[Prompt]: Give each record below again, without a single difference.

[Stored records]:
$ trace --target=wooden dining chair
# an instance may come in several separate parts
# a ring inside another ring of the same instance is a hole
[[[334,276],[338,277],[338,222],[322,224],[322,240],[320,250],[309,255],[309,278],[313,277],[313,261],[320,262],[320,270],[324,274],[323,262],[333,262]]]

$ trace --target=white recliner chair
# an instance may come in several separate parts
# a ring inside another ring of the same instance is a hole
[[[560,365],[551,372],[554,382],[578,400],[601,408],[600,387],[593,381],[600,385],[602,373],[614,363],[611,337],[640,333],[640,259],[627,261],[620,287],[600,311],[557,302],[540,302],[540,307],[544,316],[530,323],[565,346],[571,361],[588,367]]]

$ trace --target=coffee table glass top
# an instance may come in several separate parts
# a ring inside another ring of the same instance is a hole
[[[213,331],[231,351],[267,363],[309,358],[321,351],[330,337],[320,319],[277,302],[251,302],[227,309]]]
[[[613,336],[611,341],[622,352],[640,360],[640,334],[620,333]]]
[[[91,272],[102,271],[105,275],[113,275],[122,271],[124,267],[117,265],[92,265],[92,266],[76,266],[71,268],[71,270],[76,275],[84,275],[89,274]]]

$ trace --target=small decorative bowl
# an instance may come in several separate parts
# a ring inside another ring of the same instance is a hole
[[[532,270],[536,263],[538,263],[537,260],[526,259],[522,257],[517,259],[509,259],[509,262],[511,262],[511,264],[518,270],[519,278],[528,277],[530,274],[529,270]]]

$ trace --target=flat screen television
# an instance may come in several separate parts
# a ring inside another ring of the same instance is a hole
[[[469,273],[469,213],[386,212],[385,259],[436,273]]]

[Task answer]:
$ trace --target=wooden dining chair
# an instance may come in several separate parts
# a ring inside another ring of the same instance is a hole
[[[334,276],[338,277],[338,222],[322,224],[322,240],[320,250],[309,255],[309,278],[313,277],[313,261],[320,262],[320,270],[324,274],[323,262],[333,262]]]

$ trace --target=white recliner chair
# an instance may come in several separate parts
# a ring inside another ring of the same instance is a hole
[[[560,365],[551,372],[554,382],[578,400],[601,408],[600,387],[593,381],[600,385],[602,373],[614,363],[611,337],[640,333],[640,259],[627,261],[620,287],[600,311],[557,302],[540,302],[540,307],[544,316],[530,323],[565,346],[571,361],[588,367]]]

$ trace --target=coffee table glass top
# an instance may come in several separate parts
# a ring inside another ring of the same instance is a hole
[[[213,331],[231,351],[267,363],[309,358],[321,351],[330,337],[320,319],[277,302],[251,302],[227,309]]]
[[[613,336],[611,341],[622,352],[640,360],[640,334],[620,333]]]
[[[91,272],[102,271],[105,275],[113,275],[122,271],[124,267],[117,265],[92,265],[92,266],[76,266],[71,268],[71,270],[76,275],[84,275],[89,274]]]

$ trace --target=small decorative bowl
# an instance may come in several separate parts
# a ring inside another ring of the same instance is a hole
[[[532,270],[536,263],[538,263],[537,260],[526,259],[522,257],[517,259],[509,259],[509,262],[511,262],[511,264],[518,270],[519,278],[528,277],[530,274],[529,270]]]

$ trace --target=flat screen television
# an instance may come in several separate parts
# a ring inside another ring of the same instance is a hole
[[[469,273],[469,213],[386,212],[385,259],[436,273]]]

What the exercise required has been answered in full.